[Saved data entries]
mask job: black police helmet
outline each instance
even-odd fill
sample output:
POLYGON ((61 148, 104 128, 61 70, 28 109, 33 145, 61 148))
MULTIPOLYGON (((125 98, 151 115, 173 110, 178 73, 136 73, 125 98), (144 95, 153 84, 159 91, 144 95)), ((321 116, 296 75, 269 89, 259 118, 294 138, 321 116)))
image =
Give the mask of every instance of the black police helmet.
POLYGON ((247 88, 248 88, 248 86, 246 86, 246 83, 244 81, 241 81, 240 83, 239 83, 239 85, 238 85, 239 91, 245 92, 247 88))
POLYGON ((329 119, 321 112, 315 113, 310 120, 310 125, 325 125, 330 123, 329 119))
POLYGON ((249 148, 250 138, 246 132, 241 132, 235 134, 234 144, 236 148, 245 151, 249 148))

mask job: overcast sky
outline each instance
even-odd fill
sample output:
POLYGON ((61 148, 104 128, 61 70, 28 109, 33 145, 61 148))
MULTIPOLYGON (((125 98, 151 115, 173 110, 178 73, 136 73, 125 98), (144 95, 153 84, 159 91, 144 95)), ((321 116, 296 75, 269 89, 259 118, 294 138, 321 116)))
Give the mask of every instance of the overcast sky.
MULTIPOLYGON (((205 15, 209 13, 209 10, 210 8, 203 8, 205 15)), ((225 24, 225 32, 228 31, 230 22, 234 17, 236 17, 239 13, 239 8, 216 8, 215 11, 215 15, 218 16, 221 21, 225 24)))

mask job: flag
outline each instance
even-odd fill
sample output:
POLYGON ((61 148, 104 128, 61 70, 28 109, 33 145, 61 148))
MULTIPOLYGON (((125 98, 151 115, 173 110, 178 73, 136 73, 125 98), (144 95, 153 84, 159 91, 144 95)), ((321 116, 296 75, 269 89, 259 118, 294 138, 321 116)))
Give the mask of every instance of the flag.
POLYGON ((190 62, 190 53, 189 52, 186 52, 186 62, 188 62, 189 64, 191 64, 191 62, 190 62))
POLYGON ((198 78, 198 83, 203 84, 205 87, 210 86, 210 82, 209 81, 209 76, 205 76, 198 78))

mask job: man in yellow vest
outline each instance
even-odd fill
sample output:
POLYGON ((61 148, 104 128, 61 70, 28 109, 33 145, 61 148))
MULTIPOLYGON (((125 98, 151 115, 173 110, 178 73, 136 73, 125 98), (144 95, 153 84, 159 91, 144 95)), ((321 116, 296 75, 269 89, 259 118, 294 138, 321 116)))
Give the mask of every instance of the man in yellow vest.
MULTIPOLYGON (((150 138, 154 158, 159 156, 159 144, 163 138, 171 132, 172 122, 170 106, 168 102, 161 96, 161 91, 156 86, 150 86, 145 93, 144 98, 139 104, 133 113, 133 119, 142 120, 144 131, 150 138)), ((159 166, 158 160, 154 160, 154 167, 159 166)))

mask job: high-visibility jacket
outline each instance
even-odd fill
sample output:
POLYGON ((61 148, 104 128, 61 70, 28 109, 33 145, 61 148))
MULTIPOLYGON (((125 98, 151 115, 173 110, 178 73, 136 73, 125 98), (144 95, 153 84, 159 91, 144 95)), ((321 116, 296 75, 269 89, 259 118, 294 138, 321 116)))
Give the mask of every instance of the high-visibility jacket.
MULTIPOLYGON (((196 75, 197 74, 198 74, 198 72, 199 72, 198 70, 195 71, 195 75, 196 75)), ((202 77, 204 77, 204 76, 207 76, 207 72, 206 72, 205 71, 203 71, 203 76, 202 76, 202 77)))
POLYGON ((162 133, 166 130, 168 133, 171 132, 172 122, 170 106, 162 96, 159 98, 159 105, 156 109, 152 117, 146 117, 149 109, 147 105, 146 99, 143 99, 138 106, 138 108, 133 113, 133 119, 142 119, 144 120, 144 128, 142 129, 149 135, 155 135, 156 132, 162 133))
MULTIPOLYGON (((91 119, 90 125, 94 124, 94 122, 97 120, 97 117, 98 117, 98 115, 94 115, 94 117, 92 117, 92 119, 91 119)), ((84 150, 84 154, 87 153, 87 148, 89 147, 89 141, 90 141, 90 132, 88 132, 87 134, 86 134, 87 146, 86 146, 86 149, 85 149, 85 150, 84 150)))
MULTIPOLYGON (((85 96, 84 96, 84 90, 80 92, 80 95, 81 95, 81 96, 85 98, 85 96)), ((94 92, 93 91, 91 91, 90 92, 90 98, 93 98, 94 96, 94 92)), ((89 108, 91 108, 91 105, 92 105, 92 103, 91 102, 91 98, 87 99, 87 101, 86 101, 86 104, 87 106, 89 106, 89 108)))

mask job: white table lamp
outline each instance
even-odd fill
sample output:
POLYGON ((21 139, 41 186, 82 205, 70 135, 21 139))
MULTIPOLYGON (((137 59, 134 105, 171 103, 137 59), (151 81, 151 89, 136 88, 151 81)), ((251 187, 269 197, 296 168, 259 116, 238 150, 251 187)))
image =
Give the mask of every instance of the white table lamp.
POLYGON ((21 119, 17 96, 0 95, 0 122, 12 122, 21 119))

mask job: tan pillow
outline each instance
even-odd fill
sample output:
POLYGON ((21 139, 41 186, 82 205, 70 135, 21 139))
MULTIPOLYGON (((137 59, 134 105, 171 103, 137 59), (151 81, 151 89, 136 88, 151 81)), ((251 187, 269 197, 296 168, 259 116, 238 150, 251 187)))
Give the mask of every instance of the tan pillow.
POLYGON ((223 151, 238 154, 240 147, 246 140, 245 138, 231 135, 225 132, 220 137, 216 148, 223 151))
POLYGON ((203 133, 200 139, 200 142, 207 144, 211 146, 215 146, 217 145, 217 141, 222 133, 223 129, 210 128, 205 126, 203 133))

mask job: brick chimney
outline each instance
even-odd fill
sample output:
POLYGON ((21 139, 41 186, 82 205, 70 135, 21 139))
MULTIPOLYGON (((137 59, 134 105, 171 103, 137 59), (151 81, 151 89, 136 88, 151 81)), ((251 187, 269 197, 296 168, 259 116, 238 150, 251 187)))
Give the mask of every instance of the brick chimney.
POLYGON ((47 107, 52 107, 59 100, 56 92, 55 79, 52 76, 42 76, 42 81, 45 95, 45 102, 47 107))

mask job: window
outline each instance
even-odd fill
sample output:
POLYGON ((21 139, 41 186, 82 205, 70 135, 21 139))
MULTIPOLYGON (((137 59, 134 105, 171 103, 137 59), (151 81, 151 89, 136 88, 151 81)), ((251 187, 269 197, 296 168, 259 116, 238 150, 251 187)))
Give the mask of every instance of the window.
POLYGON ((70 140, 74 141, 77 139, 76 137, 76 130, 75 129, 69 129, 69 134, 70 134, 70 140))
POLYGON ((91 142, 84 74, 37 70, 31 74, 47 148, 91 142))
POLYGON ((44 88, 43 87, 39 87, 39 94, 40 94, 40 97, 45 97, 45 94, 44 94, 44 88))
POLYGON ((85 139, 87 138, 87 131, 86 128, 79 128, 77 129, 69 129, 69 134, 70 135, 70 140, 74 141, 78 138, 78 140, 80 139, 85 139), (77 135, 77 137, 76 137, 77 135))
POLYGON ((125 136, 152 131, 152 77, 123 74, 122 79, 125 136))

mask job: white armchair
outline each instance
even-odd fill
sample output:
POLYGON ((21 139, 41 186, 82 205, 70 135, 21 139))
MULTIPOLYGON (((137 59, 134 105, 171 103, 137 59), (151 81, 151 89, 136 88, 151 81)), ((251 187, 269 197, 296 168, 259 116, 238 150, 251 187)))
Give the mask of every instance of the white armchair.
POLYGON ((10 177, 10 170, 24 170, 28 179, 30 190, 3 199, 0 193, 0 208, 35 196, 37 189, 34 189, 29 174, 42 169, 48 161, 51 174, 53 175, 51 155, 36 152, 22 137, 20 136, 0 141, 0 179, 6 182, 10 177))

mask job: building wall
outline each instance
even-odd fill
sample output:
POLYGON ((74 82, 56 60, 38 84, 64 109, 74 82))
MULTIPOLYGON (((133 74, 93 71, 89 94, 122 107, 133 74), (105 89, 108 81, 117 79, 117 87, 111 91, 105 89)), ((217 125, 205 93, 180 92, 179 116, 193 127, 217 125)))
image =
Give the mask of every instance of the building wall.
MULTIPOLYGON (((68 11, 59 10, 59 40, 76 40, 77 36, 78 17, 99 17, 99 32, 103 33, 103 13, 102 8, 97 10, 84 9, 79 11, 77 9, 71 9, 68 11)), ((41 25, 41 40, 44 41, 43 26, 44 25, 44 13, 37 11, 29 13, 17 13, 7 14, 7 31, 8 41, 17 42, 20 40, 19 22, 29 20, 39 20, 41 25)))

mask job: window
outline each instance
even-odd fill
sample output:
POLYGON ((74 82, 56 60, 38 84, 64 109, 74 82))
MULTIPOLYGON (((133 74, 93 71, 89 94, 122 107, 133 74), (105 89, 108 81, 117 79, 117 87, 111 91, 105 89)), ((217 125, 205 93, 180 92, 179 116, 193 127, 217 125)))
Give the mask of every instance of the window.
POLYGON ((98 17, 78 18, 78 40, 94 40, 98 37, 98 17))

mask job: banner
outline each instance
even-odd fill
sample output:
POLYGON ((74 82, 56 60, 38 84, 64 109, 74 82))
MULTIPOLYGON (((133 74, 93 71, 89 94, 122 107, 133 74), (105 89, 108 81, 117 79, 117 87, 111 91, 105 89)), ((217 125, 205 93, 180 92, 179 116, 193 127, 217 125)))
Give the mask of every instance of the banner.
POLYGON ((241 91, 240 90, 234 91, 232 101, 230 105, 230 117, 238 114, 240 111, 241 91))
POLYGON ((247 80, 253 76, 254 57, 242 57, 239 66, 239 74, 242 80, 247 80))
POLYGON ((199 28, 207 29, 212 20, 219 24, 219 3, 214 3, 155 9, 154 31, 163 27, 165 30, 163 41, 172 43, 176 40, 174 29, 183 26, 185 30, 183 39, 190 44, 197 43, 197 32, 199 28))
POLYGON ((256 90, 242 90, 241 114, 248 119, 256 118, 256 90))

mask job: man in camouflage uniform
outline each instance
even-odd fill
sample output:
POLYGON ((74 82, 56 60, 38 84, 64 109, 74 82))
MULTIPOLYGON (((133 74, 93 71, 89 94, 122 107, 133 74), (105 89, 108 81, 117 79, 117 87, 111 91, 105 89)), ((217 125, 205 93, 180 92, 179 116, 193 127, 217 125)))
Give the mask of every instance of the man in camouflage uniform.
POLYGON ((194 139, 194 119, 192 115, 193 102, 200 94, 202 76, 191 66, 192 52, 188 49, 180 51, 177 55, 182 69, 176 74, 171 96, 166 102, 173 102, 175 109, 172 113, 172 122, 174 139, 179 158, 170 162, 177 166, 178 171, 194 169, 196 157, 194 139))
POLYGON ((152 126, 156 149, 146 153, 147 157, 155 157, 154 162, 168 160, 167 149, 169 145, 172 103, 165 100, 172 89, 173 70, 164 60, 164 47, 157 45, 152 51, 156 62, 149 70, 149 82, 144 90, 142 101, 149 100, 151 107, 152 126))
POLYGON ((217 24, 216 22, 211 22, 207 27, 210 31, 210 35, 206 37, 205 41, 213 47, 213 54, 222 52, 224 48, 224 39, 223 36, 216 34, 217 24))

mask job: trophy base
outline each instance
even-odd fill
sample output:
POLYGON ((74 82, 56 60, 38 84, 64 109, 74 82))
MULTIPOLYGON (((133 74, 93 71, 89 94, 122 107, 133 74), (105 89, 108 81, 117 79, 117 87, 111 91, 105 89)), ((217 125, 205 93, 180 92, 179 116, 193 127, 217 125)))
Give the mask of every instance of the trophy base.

• WORK TO BE COMPLETED: Rewrite the rows above, from the start through the line containing "POLYGON ((247 88, 248" (that line included), with "black police helmet" replaced by "police cap" and everything else left unchanged.

• FULL SOLUTION:
mask job: police cap
outline each instance
even-odd fill
sample output:
POLYGON ((61 148, 104 128, 61 70, 28 109, 33 145, 61 148))
MULTIPOLYGON (((125 98, 151 115, 173 110, 178 73, 136 73, 125 98), (144 95, 153 84, 159 91, 144 95)), ((321 116, 296 75, 269 89, 259 118, 294 138, 321 116)))
image =
Give the mask of every instance of the police cap.
POLYGON ((247 88, 248 88, 248 86, 246 86, 246 83, 244 81, 241 81, 240 83, 239 83, 239 85, 238 85, 239 91, 245 92, 247 88))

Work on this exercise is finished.